# Task instructions
The material must be copied out exactly, line for line.

# Data records
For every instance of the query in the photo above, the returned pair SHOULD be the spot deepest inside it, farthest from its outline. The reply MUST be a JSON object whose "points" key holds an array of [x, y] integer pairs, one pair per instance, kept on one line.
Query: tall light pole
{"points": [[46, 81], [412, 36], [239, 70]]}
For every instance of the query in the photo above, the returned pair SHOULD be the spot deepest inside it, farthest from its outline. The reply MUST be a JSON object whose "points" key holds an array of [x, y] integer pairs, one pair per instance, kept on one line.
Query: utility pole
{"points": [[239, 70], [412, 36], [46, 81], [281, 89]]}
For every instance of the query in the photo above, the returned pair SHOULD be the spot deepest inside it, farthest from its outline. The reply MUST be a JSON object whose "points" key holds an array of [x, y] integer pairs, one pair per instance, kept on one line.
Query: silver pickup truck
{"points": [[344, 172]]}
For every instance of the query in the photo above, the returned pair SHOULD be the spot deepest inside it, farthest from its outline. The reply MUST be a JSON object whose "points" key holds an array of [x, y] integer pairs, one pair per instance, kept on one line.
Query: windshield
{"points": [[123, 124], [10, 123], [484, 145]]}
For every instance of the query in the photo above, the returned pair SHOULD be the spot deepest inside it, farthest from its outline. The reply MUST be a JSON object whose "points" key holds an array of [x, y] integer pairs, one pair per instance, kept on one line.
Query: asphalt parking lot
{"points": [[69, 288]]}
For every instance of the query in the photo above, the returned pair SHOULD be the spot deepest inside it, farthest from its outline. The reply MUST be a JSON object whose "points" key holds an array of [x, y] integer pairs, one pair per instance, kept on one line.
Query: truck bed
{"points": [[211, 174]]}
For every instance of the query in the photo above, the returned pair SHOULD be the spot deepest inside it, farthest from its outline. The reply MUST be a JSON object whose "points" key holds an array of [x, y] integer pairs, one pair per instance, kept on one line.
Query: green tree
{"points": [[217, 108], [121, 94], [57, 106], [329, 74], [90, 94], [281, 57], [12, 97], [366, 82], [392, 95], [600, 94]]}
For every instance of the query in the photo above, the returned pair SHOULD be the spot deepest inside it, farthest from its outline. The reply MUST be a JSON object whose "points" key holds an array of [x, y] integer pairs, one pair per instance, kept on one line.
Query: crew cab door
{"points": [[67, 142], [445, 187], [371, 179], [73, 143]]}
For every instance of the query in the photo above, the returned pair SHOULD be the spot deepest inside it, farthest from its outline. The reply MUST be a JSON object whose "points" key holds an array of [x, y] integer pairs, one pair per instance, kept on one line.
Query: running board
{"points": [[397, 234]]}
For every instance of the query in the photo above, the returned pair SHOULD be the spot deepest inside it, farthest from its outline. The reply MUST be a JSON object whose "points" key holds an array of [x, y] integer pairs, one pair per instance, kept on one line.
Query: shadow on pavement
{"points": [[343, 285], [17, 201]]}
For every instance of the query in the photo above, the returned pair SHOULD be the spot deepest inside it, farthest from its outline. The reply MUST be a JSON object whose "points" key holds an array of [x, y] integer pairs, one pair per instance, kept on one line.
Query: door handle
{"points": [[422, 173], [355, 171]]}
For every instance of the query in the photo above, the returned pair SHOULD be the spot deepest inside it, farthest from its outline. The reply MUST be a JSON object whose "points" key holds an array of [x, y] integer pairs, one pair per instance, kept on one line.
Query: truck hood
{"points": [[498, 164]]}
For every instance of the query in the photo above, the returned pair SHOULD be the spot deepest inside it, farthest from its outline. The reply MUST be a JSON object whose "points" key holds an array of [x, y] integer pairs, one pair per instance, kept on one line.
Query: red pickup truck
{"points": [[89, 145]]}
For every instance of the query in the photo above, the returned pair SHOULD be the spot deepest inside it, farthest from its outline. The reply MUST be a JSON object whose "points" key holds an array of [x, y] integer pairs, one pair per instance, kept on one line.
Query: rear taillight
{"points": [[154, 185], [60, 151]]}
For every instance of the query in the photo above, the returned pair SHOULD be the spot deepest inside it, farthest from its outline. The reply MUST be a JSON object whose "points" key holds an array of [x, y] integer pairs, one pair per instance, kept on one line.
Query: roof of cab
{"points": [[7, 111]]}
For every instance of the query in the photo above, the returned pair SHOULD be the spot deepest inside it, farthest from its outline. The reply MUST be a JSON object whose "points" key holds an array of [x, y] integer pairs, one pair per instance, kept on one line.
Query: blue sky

# Response
For every instance of the query in the photo above, the returned pair SHOULD be the spot deepest inside it, farthest from its outline. The reply MUST be a JSON object whose "points" key holds an array of [x, y] integer pairs, one pair per instance, kept on one line.
Query: tall light pole
{"points": [[46, 81], [412, 36], [239, 70]]}
For every instance of the query in the photo above, the returned pair SHOULD be the spot deepest inside it, farthest from its outline. The reply MUST be a JSON object whose "points" key holds an array of [x, y] integer pairs, one pair per instance, kept on one line.
Query: utility pole
{"points": [[239, 70], [412, 36], [46, 81], [281, 89]]}
For every instance of the query in the photo above, the returned pair SHOULD be the spot deepest inside it, farthest from its outline. The reply MUST be a JSON object whose "points" key holds an array of [x, y] integer pairs, one pair per instance, kept on one line.
Query: silver pickup truck
{"points": [[344, 172]]}
For every instance of the query in the photo above, the returned pair SHOULD be the spot deepest inside it, farthest from its outline. The reply MUST be a JSON object whose "points" key holds an array of [x, y] integer pairs, one pair per instance, kept on one line.
Query: windshield
{"points": [[123, 124], [10, 123], [484, 145]]}
For every instance of the query in the photo above, the returned pair SHOULD be the spot deepest inside it, farthest from its outline. The reply MUST be a JSON object whose "points" key holds an array of [x, y] integer pairs, one pair per instance, kept on one line.
Query: asphalt parking lot
{"points": [[69, 288]]}
For every instance of the query in the photo above, the returned pair SHOULD be the spot deepest inside it, farthest from its outline. The reply MUST be a JSON object whose "points" key holds an array of [x, y] integer pairs, one pair per instance, kept on one line.
Query: truck bed
{"points": [[211, 174]]}
For every instance of the query in the photo above, the returned pair SHOULD be the spot deepest inside it, farthest from its outline. The reply MUST be a JSON object whose "points" key holds an array of [x, y] integer pairs, one pair per instance, kept on one line.
Query: green tree
{"points": [[217, 108], [121, 94], [57, 106], [329, 74], [90, 94], [281, 57], [12, 97], [366, 82], [392, 95], [600, 94]]}
For every instance of the query in the photo above, the returned pair SHOULD be the spot deepest inside it, farthest from its outline. The reply MUST be a JSON object whose "points" key holds an array of [x, y] integer pairs, one pair per instance, kept on one line.
Query: crew cab door
{"points": [[67, 142], [445, 187], [371, 179], [73, 143]]}
For every instance of the query in the photo above, the returned pair SHOULD be the spot deepest inside it, farthest from its outline. The reply MUST be a JSON object whose "points" key holds an array of [x, y] integer pairs, one pair per instance, kept on one line.
Query: running board
{"points": [[397, 234]]}
For every instance of the query in the photo above, the returned pair SHOULD be the spot deepest inside it, farthest from its outline. The reply MUST be a JSON object whose "points" key holds an array of [x, y] integer pairs, one pair per instance, kept on one line.
Query: shadow on pavement
{"points": [[343, 285], [17, 201]]}
For every instance of the query in the photo above, the returned pair SHOULD be the spot deepest inside it, farthest from its outline. The reply MUST be a JSON object whose "points" key holds an array of [x, y] integer pairs, one pair per instance, kept on one line.
Query: door handle
{"points": [[422, 173], [355, 171]]}
For every instance of the query in the photo above, the returned pair SHOULD be the spot deepest inside it, farthest from its outline. The reply MUST be a JSON object whose "points" key holds an array of [x, y] integer pairs, one pair per instance, kept on one line.
Query: truck hood
{"points": [[498, 164]]}
For every instance of the query in the photo above, the returned pair SHOULD be the spot deepest inside it, farthest from its outline. The reply MUST be a JSON object whose "points" key holds an array of [x, y] integer pairs, one pair per instance, kept on one line.
Query: red pickup truck
{"points": [[89, 145]]}
For every instance of the query in the photo above, the returned pair SHOULD be the spot deepest inside it, farthest from its outline. The reply MUST be a JSON object whose "points" key holds an array of [x, y] integer pairs, one pair per instance, kept on one line.
Query: rear taillight
{"points": [[154, 185], [60, 151]]}
For every instance of the query in the photo above, the returned pair SHOULD be the spot deepest inside it, farthest from its outline. The reply MUST be a JSON object whose "points" key holds an array of [x, y] integer pairs, one pair per instance, kept on one line.
Query: roof of cab
{"points": [[7, 111]]}
For every instance of the query in the photo above, the returned pair SHOULD be the spot deepest inside it, farthest from its outline. The reply MUST be a JSON object whose "points" key holds an array of [x, y] integer pairs, one pair per instance, kept on one line.
Query: blue sky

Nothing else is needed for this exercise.